Exercise task
Pull out the full unit overview on data and application security that appears below and reproduce it word for word.

====== Text passage

What's This Unit All About?

  • Data and the applications that handle it sit at the center of nearly every cyberattack, since adversaries ultimately want to steal, alter, or destroy information that has value.
  • Adversaries exploit specific weaknesses in how applications accept input, how files are stored on disk, and how user permissions are configured, so defenders need to understand attack mechanics before they can stop them.
  • Cryptography provides the mathematical foundation for confidentiality and integrity, protecting data when it is sitting on a drive, traveling across a network, or being verified for tampering.
  • Access control models give organizations a structured way to decide who (or what) can read, write, or execute which resources, and these models scale from a single Linux file to an entire military classification system.
  • Managerial controls (cryptography policies, web application security policies, data classification labels) translate technical security into organizational rules that comply with laws like HIPAA, COPPA, and PCI-DSS.
  • Secure-by-design and secure-by-default thinking shifts security earlier in the development lifecycle, so products ship safe rather than relying on customers to harden them later.
  • Detection closes the loop: even with strong prevention, log analysis, honeypots, hashes, and DLP tools are needed to catch attacks that slip through.
  • The unit builds directly on earlier work in threat modeling and risk assessment, and it sets up later units on network defense and incident response by grounding both in the data and applications they protect.

============
====== Data supplied

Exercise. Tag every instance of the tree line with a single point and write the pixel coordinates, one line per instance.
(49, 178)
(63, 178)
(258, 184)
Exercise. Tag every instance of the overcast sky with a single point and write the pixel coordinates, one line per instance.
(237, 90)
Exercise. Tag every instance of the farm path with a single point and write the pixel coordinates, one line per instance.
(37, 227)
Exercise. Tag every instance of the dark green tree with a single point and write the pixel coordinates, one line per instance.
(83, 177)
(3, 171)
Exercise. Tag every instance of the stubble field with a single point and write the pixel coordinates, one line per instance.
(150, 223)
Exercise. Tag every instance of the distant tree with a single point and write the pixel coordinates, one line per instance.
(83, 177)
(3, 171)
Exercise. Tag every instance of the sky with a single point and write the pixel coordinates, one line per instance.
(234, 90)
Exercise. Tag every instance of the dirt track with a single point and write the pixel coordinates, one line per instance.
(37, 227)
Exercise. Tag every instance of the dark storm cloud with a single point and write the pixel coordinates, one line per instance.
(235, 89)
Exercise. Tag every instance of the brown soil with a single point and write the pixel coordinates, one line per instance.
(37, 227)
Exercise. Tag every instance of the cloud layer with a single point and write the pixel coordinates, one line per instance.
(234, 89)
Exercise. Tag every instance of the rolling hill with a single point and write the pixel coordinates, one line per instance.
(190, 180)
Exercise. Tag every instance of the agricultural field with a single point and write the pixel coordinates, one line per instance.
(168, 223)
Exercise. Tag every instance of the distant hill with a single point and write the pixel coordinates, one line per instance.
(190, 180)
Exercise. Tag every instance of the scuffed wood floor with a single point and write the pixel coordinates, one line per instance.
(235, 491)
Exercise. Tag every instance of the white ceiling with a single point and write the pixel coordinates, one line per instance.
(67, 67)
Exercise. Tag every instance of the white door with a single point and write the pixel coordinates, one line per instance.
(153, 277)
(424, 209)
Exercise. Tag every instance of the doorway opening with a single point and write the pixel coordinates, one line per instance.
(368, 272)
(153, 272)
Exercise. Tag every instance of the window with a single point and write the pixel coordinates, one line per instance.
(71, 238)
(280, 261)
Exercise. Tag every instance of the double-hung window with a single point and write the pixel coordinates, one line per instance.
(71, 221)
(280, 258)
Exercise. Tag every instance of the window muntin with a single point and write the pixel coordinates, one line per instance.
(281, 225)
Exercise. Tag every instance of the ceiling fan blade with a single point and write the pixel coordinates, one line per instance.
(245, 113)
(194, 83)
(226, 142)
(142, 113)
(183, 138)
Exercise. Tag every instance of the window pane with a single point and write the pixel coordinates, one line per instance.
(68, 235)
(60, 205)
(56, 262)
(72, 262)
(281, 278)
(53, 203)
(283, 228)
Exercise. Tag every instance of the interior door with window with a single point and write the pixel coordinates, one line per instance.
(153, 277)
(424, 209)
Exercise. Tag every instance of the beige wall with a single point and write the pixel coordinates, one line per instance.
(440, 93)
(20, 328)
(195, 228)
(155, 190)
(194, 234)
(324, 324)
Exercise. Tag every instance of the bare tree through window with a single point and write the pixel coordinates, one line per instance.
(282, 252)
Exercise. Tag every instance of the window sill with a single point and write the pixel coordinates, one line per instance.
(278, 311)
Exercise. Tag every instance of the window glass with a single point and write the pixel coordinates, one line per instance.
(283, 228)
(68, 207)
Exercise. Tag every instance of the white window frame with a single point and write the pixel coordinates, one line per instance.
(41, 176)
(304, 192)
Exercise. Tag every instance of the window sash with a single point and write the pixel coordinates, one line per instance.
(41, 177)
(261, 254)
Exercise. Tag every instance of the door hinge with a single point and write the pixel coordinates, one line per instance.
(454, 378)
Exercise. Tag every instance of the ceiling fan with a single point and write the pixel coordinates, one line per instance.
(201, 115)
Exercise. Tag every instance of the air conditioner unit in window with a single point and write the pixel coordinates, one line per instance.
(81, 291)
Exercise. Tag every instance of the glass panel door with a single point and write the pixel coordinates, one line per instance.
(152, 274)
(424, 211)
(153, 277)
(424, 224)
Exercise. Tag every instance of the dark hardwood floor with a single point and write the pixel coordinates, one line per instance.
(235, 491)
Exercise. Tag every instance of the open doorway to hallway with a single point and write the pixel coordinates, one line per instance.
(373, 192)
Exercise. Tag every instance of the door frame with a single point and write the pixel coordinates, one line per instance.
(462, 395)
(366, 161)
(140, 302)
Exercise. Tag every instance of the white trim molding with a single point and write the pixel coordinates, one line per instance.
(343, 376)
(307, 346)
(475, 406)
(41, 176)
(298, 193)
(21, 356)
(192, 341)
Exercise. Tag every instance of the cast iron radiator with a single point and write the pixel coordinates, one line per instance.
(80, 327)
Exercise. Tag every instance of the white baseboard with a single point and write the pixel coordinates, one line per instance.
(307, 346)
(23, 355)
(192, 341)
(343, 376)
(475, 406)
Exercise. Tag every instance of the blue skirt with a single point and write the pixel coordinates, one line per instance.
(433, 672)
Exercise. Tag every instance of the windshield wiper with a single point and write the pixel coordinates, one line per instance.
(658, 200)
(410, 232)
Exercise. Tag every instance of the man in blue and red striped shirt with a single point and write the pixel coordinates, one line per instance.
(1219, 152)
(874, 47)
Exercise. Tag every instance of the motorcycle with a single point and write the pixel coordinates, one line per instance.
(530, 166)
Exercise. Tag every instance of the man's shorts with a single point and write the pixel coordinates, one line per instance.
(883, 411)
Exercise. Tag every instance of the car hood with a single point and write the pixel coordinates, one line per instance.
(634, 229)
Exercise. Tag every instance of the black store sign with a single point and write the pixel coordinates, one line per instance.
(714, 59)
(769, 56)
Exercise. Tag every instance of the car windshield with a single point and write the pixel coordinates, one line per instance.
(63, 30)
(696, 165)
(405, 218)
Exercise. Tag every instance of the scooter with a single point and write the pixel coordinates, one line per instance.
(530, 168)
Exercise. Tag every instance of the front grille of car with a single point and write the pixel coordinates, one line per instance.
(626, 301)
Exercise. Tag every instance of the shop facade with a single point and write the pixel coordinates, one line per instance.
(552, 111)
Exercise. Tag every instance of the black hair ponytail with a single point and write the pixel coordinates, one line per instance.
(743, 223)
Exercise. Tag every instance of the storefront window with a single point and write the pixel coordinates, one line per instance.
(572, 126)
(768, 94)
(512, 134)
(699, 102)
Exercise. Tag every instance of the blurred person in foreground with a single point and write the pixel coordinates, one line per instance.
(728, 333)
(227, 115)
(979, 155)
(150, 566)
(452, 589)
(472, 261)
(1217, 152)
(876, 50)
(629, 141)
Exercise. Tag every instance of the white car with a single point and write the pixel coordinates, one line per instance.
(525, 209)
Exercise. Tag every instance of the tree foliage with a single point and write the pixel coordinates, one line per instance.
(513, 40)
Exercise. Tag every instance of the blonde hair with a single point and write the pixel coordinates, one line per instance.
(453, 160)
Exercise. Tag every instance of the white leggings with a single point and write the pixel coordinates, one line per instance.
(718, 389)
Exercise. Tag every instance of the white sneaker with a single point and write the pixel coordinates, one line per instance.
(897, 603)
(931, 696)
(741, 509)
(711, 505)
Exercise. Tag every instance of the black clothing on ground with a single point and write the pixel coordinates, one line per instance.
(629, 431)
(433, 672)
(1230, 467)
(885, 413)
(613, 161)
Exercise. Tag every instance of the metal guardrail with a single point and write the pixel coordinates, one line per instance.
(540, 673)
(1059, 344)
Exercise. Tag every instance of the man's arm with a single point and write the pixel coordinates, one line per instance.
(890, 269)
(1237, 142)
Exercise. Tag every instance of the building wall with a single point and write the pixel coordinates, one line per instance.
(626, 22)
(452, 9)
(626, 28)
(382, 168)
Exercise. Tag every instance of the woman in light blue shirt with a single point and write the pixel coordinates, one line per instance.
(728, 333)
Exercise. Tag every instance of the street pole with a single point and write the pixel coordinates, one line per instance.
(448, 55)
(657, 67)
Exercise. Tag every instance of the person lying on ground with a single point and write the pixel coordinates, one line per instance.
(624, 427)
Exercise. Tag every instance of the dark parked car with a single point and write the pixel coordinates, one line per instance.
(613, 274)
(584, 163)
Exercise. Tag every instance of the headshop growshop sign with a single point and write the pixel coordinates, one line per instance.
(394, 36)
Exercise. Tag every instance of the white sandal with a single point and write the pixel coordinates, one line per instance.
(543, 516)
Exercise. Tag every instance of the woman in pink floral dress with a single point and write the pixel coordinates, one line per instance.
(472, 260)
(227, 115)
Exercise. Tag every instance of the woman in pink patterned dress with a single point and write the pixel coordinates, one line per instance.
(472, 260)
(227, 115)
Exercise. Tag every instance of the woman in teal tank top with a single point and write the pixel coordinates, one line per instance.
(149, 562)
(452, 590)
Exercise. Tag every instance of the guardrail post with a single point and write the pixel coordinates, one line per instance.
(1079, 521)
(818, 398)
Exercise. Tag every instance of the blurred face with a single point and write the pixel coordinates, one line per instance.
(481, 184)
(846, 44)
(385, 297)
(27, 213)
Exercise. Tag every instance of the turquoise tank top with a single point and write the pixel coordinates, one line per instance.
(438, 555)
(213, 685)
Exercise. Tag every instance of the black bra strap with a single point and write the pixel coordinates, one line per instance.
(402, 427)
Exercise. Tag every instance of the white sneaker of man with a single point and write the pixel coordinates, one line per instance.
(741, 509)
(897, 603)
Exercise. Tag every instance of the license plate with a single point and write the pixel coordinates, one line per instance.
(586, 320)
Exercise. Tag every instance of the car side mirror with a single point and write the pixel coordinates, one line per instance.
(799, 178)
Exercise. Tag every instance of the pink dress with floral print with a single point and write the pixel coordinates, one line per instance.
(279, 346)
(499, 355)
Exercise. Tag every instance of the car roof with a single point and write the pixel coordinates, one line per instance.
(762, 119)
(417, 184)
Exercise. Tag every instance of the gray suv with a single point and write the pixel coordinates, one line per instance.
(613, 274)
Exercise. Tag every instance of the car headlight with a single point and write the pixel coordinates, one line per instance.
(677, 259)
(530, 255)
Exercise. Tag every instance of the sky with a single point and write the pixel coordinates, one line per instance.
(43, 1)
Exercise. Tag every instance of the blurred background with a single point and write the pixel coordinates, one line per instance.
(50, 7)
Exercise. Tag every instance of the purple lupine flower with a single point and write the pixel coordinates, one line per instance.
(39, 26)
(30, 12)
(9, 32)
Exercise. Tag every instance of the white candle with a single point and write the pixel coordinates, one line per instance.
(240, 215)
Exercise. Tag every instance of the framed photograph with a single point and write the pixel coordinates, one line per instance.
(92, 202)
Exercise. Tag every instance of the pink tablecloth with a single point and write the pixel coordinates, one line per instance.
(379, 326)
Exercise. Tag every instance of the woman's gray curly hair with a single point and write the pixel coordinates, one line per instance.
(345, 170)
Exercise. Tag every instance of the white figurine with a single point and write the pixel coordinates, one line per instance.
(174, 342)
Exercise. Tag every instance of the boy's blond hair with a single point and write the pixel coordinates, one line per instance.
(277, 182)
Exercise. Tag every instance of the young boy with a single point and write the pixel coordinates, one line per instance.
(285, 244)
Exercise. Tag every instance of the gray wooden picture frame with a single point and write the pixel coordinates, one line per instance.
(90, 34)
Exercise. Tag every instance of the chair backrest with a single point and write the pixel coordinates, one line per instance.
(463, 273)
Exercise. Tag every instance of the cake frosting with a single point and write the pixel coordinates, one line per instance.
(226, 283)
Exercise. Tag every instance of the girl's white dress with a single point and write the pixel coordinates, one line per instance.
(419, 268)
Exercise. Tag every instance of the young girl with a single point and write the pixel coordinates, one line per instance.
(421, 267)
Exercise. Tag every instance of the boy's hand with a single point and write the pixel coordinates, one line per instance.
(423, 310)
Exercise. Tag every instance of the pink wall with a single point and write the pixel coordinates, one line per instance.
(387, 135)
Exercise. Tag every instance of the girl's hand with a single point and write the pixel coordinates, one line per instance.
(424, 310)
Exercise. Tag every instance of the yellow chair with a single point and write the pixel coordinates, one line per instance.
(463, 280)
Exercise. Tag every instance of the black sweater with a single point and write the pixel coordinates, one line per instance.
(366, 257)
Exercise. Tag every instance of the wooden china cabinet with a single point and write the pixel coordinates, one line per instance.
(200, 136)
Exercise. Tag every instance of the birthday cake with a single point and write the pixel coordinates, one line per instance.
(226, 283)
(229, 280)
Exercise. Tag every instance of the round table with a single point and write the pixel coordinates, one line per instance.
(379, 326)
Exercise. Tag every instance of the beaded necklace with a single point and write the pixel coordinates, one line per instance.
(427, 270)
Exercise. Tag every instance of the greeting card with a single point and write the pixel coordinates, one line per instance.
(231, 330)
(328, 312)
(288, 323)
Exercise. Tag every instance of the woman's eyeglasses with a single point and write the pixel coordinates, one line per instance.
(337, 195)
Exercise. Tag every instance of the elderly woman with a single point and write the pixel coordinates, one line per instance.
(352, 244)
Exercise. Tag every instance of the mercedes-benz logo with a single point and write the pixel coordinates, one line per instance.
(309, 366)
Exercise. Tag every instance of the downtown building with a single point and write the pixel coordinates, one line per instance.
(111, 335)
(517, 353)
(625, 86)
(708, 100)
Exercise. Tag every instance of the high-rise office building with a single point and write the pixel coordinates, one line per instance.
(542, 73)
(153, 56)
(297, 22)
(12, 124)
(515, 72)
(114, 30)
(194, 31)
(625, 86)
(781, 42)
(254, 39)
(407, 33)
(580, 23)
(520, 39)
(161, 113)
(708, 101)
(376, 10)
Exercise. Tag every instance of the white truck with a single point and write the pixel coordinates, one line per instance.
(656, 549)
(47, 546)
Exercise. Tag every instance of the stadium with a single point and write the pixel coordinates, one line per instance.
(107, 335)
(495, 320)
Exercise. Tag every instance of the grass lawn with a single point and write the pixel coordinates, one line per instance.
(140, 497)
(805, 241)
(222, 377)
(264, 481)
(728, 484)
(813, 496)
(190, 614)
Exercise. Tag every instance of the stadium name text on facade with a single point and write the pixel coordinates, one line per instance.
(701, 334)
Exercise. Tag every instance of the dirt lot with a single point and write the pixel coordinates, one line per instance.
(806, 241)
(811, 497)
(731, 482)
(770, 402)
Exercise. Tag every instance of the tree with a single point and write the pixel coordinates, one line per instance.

============

Output of the exercise
What's This Unit All About?

  • Data and the applications that handle it sit at the center of nearly every cyberattack, since adversaries ultimately want to steal, alter, or destroy information that has value.
  • Adversaries exploit specific weaknesses in how applications accept input, how files are stored on disk, and how user permissions are configured, so defenders need to understand attack mechanics before they can stop them.
  • Cryptography provides the mathematical foundation for confidentiality and integrity, protecting data when it is sitting on a drive, traveling across a network, or being verified for tampering.
  • Access control models give organizations a structured way to decide who (or what) can read, write, or execute which resources, and these models scale from a single Linux file to an entire military classification system.
  • Managerial controls (cryptography policies, web application security policies, data classification labels) translate technical security into organizational rules that comply with laws like HIPAA, COPPA, and PCI-DSS.
  • Secure-by-design and secure-by-default thinking shifts security earlier in the development lifecycle, so products ship safe rather than relying on customers to harden them later.
  • Detection closes the loop: even with strong prevention, log analysis, honeypots, hashes, and DLP tools are needed to catch attacks that slip through.
  • The unit builds directly on earlier work in threat modeling and risk assessment, and it sets up later units on network defense and incident response by grounding both in the data and applications they protect.